Stored items:
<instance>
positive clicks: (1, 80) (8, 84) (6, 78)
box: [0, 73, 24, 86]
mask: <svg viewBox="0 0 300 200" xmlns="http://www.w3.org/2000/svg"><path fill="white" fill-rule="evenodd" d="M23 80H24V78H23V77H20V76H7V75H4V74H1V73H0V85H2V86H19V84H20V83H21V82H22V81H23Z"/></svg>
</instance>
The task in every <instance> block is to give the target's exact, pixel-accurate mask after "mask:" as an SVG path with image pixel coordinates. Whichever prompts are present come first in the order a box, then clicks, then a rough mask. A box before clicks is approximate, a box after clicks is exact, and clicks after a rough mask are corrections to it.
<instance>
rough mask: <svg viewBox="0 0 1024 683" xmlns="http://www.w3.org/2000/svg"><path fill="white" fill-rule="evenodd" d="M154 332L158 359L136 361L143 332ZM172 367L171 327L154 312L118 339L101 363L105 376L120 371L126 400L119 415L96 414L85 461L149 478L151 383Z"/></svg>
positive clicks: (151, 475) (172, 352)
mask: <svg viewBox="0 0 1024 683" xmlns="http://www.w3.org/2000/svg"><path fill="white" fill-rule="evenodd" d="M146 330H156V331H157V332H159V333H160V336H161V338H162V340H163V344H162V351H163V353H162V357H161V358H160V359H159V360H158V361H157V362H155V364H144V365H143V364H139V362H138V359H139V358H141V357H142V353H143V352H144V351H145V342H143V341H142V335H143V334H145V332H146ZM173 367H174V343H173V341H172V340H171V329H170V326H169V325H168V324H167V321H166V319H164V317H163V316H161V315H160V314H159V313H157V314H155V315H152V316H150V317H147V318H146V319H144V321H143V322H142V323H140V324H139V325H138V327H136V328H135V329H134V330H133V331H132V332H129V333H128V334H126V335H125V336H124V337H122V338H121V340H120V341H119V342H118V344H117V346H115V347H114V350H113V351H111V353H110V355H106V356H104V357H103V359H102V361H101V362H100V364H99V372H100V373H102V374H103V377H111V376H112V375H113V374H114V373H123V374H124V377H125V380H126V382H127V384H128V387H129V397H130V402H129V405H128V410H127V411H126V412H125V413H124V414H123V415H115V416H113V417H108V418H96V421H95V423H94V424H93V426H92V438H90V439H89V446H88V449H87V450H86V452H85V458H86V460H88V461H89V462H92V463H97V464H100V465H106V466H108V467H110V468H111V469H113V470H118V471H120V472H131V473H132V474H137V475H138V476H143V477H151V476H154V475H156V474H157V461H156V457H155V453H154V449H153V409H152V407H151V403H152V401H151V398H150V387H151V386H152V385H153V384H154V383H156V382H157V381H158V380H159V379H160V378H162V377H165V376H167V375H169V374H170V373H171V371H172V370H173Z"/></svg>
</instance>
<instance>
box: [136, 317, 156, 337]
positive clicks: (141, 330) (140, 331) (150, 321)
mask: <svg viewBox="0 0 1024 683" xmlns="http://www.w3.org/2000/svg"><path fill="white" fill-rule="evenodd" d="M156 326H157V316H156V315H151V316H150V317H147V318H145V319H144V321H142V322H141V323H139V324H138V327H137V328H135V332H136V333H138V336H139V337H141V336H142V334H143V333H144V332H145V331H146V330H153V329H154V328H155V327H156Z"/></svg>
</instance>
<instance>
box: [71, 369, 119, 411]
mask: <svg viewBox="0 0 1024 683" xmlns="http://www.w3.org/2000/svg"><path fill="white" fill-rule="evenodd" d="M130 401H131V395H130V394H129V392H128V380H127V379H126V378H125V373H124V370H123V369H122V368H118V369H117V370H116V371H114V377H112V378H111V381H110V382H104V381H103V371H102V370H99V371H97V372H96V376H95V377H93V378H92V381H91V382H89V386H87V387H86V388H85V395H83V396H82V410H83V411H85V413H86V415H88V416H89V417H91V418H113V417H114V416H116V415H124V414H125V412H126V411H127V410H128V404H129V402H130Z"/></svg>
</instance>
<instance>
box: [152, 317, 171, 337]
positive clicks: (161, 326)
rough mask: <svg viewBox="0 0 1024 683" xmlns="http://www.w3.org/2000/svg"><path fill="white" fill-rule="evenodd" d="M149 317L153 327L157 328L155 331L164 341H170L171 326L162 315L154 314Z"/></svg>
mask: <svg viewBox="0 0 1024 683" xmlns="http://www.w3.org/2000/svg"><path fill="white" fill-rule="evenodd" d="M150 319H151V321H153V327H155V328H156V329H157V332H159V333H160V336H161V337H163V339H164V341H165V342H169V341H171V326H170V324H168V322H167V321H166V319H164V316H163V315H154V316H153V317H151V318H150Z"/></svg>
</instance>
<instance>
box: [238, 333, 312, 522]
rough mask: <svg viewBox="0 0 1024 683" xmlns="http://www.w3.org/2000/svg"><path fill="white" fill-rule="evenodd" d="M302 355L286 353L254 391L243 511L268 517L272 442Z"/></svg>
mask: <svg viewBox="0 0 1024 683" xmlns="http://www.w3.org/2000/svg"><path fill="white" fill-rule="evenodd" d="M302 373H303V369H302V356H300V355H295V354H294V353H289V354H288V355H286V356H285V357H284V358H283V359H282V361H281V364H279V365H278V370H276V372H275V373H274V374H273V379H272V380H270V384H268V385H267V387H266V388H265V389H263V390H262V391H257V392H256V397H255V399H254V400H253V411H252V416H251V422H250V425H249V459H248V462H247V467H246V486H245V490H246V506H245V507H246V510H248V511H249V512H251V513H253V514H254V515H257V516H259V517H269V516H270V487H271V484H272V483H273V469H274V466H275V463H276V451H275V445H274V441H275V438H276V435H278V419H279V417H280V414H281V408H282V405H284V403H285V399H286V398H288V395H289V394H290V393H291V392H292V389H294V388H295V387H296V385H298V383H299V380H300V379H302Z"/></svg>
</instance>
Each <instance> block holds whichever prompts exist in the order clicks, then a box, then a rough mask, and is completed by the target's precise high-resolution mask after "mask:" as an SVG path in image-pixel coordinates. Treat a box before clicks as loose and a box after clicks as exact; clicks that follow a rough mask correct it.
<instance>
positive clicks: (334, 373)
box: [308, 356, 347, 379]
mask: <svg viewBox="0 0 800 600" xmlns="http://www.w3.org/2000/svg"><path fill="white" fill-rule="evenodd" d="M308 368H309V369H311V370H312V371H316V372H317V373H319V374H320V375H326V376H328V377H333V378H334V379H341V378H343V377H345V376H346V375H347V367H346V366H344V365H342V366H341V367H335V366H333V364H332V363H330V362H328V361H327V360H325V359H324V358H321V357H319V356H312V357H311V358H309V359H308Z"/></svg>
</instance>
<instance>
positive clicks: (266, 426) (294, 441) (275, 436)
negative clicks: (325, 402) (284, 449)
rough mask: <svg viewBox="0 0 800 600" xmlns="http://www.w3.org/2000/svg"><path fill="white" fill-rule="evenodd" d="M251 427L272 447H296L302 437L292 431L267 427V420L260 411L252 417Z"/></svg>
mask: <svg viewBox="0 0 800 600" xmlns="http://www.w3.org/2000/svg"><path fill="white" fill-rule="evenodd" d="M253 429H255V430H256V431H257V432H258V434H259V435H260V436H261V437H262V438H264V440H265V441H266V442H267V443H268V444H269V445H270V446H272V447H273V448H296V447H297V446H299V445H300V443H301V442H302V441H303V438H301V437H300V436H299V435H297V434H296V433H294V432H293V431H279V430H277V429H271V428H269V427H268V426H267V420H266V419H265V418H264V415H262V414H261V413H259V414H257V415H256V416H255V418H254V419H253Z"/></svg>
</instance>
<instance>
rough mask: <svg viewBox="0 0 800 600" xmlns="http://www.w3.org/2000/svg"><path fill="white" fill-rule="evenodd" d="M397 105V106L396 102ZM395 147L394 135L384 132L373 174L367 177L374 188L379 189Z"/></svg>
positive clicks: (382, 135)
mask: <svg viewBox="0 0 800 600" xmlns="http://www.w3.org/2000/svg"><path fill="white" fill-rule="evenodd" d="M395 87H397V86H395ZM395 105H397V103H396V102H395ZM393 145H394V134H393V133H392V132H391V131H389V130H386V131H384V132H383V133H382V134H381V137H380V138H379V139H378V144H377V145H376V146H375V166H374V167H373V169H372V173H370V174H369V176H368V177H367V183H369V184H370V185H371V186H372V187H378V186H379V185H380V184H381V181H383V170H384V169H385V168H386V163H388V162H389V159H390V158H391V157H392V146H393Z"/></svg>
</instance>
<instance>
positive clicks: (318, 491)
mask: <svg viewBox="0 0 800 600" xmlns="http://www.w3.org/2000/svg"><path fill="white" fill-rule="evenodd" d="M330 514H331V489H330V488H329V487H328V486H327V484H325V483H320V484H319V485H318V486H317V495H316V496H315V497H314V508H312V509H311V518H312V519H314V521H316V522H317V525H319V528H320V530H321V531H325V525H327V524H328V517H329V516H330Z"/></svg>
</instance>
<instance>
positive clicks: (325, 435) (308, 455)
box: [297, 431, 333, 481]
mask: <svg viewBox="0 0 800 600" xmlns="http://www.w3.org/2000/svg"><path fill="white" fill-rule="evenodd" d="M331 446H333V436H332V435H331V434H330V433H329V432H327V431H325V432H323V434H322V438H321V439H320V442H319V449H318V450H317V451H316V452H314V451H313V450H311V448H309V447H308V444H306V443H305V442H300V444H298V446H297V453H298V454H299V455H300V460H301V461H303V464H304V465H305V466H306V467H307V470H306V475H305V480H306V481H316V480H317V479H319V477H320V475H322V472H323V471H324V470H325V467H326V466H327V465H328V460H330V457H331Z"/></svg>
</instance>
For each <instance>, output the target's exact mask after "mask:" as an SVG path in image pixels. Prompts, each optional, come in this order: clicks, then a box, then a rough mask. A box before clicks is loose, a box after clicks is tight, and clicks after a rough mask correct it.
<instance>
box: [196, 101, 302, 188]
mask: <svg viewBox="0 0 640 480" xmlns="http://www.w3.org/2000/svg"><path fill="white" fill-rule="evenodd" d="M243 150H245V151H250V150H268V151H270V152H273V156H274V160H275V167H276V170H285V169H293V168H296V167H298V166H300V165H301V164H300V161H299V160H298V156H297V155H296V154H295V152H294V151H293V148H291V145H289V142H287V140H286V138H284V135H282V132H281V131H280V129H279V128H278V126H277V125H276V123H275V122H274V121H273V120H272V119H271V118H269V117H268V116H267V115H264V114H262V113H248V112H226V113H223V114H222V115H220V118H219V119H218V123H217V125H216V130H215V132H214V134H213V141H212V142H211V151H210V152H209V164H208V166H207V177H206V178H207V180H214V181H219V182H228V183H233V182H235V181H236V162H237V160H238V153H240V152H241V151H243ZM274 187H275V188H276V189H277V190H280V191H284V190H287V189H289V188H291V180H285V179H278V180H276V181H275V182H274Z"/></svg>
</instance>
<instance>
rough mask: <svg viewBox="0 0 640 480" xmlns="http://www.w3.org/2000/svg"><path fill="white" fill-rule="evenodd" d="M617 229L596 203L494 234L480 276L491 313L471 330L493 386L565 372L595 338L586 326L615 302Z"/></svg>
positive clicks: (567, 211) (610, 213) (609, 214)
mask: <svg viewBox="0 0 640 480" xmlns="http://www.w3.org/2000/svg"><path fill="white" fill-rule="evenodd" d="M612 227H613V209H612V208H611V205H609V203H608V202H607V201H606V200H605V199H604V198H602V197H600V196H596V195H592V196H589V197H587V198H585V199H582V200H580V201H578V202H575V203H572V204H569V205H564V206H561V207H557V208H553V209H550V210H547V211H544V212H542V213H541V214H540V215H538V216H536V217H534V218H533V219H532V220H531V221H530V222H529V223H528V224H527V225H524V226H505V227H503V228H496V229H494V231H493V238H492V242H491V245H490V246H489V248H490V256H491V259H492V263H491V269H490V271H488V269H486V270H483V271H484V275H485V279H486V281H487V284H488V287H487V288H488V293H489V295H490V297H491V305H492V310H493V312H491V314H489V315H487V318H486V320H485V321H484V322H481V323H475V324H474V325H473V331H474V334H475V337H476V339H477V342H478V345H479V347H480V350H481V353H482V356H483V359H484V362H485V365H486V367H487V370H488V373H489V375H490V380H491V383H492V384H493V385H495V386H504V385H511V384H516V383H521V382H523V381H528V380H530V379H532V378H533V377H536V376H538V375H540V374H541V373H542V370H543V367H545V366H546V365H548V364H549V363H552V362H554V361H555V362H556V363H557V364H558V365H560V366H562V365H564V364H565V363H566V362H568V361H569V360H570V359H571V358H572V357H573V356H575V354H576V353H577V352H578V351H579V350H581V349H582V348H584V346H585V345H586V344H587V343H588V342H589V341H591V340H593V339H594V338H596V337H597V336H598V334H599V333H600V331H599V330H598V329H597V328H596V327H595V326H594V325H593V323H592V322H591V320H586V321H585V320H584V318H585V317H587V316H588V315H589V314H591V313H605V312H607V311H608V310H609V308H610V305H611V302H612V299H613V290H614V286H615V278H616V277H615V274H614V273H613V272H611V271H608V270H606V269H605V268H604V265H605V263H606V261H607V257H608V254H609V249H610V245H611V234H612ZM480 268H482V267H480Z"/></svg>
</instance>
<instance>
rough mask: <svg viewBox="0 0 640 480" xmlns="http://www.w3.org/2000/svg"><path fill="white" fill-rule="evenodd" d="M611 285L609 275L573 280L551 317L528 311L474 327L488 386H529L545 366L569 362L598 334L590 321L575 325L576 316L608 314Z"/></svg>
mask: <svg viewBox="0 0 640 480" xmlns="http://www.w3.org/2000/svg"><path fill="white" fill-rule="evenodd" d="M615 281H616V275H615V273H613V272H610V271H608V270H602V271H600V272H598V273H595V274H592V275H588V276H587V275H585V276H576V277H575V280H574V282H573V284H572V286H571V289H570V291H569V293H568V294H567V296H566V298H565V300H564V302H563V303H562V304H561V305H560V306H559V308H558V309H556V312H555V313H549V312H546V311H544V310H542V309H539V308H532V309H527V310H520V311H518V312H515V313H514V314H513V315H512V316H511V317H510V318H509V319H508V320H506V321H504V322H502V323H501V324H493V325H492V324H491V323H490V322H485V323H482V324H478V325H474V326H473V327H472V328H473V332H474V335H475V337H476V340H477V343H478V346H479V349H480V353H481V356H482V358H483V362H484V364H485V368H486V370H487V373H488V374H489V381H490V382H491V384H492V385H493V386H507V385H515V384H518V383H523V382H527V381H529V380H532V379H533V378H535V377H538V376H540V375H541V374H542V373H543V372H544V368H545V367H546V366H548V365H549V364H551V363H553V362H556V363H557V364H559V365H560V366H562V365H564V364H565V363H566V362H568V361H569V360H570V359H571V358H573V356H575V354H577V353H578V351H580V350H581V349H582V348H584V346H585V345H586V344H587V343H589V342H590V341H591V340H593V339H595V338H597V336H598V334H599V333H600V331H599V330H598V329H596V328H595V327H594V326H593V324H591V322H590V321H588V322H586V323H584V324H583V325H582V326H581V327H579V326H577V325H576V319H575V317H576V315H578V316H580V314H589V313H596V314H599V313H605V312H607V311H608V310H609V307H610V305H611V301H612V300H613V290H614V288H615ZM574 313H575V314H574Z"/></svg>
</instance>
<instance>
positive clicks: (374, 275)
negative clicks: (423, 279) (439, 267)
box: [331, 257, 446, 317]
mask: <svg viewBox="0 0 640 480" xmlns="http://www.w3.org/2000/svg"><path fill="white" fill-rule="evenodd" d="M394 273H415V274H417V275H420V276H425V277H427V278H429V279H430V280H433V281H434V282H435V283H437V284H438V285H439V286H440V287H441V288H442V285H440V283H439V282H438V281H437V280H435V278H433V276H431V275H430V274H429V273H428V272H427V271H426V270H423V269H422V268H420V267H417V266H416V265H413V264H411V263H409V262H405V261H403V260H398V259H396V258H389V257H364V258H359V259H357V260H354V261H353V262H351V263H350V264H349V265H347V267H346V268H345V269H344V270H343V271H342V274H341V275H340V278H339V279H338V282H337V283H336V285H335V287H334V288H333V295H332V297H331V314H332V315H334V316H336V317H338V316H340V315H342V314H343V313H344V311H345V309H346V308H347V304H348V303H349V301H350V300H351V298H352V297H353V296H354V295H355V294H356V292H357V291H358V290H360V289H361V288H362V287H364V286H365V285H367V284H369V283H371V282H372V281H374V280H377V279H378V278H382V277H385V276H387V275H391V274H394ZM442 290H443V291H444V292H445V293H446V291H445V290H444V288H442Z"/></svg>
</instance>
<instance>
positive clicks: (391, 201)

Task requirements:
Match on "block" and copy out every line of the entries that contains it.

Exercise output:
The task in every <instance> block is to give the target's exact, pixel-accurate mask after "mask:" as an SVG path with image pixel coordinates. Whichever prompts are present come first in the order a box, then clicks, then a rough mask. A box before clicks is approximate, a box after clicks is exact, and clicks after a rough mask are corrections to it.
Each <instance> block holds whichever prompts exist in the order clicks, then a box, then a rough mask, and is completed by the target's precise high-resolution mask after "mask:" as an SVG path in image-pixel coordinates. Treat a box before clicks as loose and a box after clicks as exact; clicks that follow a rough mask correct it.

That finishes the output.